◆ Supplied text ◆
**********

Rachel Singel, associate professor in the Hite Art Institute, with invasive plants she harvested for a papermaking project.

An associate professor in the Hite Art Institute is coming up with creative new ways to eradicate invasive plant species that threaten local ecosystems

Rachel Singel, a printmaker who also specializes in papermaking and book arts, earlier this summer produced paper from yellow flag iris (Iris pseudacorus), which is often considered an invasive plant species. Her project was an extension of one she first started in 2018 as artist-in-residence at Bernheim Arboretum and Research Forest in Bullitt County. There, she made paper from the pulp of a fast-growing Asian tree called tree of heaven (Ailanthus altissima) that can crowd out native species, as well as a vine known as Oriental bittersweet (Celastrus orbiculatus) that kills native trees.

In this summer’s project, she traveled to her family’s farm in Charlottesville, Virginia, to help out, and “removing the invasives from around the pond was one of the first big jobs,” she said. 

Singel harvesting the yellow flag iris on her family’s farm.

The yellow flag iris, which grows in wetlands, is toxic to livestock and other animals and destroys habitat used by waterfowl and native fish.

She calls the project “Recycling Nature: An Investigation into the Possibilities of Papermaking as an Artform and Means to Promote Environmental Consciousness.”

“Invasive alien species are recognized as one of the leading threats to biodiversity and impose enormous costs to agriculture, forestry, fisheries, and other human enterprises, as well as to human health,” Singel wrote in her artist’s statement. “… I propose that paper made from invasive plants and recycled materials may be a solution to many of the ecological and economical problems that face our world today.”

Singel said her goal is to “bring awareness to nature’s immense complexity and fragility and promote environmental consciousness.”

To make the paper, she first uses a beater to create pulp. The pulp is then poured into a shallow tub and scooped up and strained between two same-sized frames, one with screening tacked over the opening (the mould), the other with an empty opening (the deckle). The result is couched onto several layers of felts or towels, blotted and left to dry (see below).

Drying the paper

She used non-toxic methods to then print copper etchings of native plants on the newly made paper. “Conceptually, the union of process and subject embodies an important metaphor for my views,” she said.

The paper
One of Singel’s prints on the yellow iris paper

Singel said she continues to be inspired by one of her mentors, papermaker Timothy Barrett, director of the Iowa Center for the Book. 

“I strongly believe that by demonstrating this process, it will take hold,” she said. “It provides not only the opportunity to recycle materials and better the environment, but it also promotes creativity and wellness.”

**********

◆ Listed entries ◆
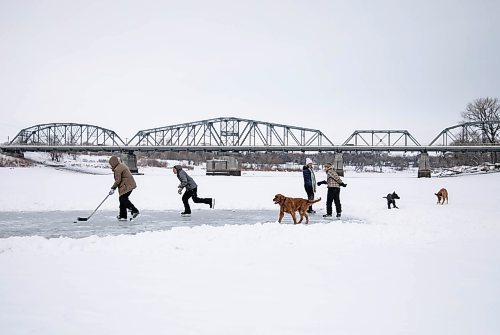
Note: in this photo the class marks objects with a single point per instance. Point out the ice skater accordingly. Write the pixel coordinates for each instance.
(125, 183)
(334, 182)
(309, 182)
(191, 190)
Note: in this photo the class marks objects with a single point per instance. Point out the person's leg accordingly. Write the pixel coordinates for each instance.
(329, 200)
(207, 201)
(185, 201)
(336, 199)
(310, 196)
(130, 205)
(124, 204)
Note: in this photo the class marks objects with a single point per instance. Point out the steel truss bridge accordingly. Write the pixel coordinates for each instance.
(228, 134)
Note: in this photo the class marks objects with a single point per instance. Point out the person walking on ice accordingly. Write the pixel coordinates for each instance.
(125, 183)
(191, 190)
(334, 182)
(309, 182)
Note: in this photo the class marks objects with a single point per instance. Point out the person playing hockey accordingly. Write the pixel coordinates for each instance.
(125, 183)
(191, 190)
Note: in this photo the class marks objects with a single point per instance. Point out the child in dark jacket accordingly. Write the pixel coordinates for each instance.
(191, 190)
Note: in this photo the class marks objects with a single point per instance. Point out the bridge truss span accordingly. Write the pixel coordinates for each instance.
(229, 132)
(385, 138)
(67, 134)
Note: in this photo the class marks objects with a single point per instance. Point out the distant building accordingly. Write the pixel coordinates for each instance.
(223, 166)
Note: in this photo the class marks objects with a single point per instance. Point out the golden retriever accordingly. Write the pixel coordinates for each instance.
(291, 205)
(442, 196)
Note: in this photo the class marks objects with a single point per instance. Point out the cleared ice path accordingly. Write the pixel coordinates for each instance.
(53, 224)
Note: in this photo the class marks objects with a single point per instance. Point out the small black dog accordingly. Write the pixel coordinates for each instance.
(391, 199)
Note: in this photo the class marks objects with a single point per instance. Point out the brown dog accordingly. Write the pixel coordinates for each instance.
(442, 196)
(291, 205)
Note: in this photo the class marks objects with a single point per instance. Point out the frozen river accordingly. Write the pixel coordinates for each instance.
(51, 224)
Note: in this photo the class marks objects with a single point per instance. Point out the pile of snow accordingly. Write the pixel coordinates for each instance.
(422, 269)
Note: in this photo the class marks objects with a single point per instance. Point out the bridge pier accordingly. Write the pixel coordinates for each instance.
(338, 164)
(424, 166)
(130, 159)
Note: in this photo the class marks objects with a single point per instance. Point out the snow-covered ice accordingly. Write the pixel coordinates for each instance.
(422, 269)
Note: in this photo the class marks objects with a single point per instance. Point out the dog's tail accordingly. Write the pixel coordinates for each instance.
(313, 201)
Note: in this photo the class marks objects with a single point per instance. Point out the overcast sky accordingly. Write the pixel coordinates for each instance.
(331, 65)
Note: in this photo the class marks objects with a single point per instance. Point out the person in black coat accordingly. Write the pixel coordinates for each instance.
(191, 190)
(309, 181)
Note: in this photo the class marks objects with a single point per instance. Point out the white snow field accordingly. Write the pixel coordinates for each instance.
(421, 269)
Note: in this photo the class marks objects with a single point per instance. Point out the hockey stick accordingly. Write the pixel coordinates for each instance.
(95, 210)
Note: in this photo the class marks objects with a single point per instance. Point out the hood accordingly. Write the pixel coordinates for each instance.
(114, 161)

**********

◆ Required action ◆
According to the article on papermaking from invasive plants, why is the yellow flag iris harmful? Answer in one to three sentences.

◆ Task solution ◆
The yellow flag iris grows in wetlands and is toxic to livestock and other animals. It also destroys habitat used by waterfowl and native fish.